## Your objective
Go through the records and count every line that holds "parking". Only the number belongs in the reply.

━━━━━━━━━━━━━━━━━━━━━━━━━━━━━━

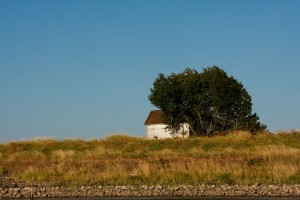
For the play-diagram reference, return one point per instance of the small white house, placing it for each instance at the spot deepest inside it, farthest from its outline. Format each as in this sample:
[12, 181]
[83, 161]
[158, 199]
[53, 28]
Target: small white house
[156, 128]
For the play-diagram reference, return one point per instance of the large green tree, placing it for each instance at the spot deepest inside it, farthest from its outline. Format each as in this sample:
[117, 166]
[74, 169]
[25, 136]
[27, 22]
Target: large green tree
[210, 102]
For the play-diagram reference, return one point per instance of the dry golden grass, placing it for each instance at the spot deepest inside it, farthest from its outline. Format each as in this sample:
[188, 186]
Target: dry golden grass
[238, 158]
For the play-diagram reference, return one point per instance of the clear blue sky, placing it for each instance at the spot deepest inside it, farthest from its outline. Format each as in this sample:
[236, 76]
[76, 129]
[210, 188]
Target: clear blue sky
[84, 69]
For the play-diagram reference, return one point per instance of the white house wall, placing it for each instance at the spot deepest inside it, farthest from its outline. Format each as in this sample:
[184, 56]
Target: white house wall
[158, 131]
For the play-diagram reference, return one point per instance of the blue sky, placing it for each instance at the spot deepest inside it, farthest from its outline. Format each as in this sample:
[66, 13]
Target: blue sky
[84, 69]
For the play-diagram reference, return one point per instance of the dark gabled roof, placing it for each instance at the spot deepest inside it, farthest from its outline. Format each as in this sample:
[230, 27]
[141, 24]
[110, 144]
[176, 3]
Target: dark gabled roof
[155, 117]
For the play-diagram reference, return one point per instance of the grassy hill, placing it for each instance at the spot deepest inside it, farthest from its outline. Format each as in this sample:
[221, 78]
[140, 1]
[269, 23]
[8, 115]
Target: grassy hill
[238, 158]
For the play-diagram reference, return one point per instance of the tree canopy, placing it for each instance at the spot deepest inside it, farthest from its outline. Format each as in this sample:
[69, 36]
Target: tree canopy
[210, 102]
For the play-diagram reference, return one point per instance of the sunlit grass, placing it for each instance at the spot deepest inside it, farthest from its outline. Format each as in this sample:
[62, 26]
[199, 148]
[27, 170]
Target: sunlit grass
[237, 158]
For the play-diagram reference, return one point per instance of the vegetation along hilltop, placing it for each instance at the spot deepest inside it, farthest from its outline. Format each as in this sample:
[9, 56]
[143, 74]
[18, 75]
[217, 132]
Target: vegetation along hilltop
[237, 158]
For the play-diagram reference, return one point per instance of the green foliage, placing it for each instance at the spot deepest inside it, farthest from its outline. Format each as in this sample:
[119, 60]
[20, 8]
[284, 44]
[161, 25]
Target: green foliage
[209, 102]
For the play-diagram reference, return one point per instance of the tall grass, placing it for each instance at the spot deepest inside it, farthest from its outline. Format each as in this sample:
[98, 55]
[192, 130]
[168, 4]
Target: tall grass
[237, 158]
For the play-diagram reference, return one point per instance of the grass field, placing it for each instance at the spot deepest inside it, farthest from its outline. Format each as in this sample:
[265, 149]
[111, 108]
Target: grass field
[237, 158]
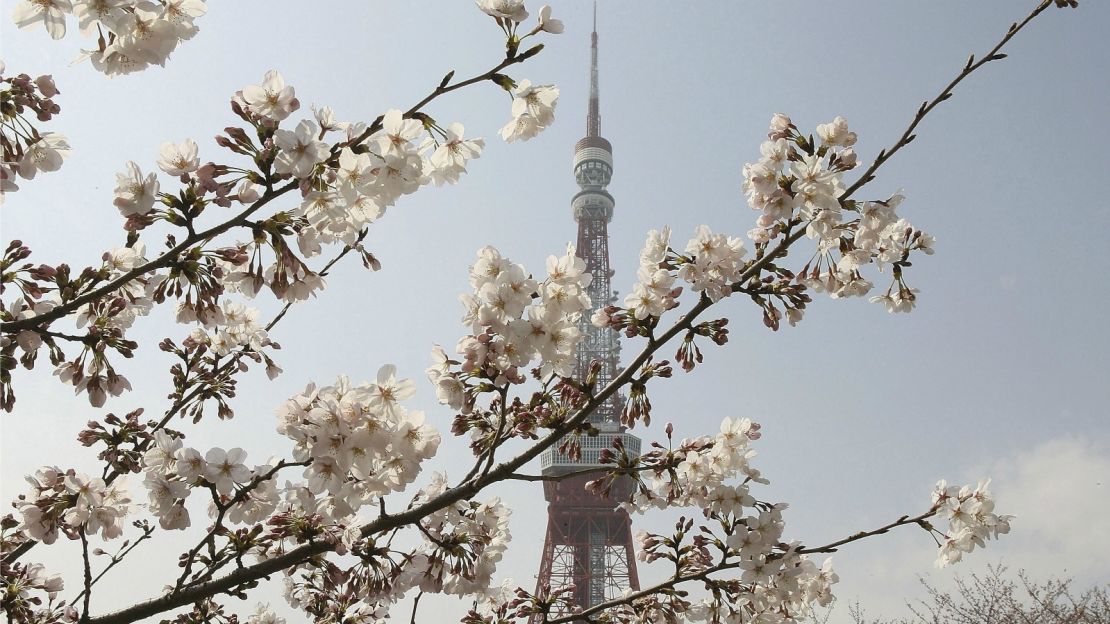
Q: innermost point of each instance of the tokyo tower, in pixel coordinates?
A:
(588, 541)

━━━━━━━━━━━━━━━━━━━━━━━━━━━━━━

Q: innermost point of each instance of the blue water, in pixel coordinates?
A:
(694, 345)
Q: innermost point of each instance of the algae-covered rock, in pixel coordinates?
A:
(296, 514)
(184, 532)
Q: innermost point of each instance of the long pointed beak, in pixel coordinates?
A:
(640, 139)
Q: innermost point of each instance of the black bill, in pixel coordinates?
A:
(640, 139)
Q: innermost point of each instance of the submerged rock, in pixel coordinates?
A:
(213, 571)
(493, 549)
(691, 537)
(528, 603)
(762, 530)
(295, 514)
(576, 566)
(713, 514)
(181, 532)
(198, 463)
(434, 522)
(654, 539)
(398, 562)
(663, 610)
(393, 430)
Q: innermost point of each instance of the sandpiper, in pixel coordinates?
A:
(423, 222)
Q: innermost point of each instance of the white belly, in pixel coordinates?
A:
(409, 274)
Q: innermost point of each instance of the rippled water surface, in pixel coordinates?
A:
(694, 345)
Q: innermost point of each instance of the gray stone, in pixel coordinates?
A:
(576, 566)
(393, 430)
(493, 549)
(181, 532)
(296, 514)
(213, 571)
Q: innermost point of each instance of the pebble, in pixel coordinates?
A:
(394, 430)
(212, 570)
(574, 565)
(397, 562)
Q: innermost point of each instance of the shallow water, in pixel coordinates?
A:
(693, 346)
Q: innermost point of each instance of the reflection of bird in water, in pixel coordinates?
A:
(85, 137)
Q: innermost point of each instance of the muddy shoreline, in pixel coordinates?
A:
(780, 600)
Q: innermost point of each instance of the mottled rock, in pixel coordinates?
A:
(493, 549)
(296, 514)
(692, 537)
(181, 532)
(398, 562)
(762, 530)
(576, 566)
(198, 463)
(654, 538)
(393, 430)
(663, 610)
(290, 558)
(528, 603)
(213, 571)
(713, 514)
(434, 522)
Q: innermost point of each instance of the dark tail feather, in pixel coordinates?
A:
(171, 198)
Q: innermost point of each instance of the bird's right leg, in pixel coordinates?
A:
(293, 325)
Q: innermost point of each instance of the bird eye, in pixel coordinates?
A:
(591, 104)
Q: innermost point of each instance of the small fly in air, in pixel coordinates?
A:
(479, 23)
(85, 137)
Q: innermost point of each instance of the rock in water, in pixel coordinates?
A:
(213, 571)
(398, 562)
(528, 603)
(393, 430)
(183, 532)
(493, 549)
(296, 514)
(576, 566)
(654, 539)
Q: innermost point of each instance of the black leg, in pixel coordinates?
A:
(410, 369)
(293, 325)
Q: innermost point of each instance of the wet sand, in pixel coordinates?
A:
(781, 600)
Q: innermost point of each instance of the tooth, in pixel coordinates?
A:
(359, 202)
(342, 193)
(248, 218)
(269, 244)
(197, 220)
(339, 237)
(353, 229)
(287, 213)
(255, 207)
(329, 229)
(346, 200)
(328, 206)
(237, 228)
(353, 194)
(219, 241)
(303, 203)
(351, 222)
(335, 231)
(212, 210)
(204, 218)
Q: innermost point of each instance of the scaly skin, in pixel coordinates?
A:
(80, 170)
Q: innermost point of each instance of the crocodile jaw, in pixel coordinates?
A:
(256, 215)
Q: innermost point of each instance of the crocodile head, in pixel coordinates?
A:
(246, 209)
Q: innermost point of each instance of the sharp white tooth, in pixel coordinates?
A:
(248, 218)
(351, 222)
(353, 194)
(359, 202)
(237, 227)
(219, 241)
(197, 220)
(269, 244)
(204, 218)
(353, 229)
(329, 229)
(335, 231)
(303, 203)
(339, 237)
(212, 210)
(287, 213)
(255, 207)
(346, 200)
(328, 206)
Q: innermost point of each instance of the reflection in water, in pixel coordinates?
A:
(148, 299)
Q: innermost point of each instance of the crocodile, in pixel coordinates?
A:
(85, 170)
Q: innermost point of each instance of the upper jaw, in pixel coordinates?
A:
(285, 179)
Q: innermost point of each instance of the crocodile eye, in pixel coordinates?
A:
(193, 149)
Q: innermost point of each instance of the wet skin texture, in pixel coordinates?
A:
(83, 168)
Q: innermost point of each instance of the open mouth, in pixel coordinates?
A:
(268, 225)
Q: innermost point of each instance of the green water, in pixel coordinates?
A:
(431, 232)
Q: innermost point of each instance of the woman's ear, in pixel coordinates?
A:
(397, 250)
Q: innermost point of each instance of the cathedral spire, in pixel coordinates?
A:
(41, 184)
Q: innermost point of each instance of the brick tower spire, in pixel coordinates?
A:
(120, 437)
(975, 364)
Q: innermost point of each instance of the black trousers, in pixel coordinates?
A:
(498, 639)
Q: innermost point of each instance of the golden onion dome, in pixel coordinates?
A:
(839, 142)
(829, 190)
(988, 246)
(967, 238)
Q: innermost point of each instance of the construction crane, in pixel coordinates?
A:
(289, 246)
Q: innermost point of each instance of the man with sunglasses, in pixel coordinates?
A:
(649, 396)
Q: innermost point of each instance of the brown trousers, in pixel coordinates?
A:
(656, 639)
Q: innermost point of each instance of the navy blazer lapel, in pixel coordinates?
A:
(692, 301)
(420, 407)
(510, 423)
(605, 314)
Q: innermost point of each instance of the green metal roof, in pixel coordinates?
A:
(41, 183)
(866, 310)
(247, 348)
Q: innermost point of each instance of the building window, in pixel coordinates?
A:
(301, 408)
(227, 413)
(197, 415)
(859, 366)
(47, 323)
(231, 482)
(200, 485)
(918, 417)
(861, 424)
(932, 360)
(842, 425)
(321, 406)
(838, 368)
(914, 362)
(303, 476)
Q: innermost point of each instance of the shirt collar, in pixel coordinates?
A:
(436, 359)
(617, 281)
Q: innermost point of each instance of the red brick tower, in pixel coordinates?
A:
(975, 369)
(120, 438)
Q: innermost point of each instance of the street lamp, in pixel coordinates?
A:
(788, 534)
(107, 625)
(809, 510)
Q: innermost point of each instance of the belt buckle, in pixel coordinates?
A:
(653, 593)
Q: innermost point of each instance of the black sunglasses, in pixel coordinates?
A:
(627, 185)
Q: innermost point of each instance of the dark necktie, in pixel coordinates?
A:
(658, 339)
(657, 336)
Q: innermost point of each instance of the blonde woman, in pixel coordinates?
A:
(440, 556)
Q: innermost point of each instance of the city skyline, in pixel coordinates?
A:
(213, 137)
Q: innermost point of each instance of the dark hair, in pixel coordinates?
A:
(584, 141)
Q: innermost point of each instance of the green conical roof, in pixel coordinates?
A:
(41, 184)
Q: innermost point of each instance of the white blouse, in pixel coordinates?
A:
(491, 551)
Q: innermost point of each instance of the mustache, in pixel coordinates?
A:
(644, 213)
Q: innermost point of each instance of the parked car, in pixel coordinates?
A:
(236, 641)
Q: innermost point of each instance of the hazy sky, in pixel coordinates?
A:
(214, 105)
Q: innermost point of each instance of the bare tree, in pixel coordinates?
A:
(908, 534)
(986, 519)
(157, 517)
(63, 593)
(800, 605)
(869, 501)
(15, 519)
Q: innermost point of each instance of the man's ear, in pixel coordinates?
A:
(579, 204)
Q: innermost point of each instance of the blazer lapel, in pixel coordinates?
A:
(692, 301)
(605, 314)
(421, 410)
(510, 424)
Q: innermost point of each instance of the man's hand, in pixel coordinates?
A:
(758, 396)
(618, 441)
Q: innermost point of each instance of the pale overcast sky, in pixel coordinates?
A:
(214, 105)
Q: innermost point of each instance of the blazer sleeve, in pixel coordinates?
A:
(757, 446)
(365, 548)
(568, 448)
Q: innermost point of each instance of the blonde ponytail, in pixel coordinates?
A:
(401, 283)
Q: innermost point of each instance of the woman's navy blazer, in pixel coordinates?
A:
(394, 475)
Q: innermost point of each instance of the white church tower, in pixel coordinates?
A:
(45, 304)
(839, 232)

━━━━━━━━━━━━━━━━━━━━━━━━━━━━━━

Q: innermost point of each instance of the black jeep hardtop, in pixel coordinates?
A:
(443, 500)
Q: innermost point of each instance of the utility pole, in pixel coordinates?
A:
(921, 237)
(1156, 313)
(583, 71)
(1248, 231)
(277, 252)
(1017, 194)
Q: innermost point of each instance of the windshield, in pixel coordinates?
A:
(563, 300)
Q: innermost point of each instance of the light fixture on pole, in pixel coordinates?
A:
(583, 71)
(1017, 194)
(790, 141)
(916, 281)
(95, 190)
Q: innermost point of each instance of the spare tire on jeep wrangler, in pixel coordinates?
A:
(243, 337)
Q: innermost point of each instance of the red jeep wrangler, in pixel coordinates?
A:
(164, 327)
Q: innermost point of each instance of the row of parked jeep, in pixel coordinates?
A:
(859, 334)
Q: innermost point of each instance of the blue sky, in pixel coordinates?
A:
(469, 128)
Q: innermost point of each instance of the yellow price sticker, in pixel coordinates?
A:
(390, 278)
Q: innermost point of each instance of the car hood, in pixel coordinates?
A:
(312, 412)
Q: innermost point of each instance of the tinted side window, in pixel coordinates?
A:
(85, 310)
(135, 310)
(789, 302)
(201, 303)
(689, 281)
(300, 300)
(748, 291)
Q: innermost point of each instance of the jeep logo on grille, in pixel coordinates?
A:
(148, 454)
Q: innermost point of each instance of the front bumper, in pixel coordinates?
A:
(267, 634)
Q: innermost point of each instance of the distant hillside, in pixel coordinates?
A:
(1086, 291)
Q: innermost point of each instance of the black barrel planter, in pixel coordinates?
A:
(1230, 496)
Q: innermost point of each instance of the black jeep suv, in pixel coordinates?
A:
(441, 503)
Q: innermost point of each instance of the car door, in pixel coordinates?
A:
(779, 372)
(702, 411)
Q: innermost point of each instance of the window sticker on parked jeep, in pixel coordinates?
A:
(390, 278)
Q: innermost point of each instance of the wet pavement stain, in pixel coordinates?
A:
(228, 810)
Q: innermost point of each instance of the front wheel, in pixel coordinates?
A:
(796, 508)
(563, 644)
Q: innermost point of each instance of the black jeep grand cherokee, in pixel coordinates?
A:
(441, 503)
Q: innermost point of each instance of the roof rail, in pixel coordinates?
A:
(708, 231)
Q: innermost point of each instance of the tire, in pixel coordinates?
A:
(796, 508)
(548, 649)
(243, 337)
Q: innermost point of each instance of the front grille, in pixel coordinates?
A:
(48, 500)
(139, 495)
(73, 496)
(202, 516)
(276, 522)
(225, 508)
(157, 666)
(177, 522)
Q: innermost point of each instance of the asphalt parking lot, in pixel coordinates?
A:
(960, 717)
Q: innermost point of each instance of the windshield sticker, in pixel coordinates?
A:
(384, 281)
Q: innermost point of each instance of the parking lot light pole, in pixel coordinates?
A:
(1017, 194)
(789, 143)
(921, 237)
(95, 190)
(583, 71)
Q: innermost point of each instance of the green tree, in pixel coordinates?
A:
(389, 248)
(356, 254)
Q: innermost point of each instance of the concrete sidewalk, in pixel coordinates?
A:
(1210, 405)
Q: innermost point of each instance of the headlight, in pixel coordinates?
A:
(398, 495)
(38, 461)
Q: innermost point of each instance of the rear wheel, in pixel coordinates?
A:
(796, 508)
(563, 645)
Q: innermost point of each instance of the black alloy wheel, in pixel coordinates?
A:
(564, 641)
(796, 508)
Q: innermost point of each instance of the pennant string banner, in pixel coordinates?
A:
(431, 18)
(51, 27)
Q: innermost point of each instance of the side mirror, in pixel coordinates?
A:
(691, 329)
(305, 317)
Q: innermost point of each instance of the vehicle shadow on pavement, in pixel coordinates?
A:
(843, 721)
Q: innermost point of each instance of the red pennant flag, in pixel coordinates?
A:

━━━━━━━━━━━━━━━━━━━━━━━━━━━━━━

## Output for this exercise
2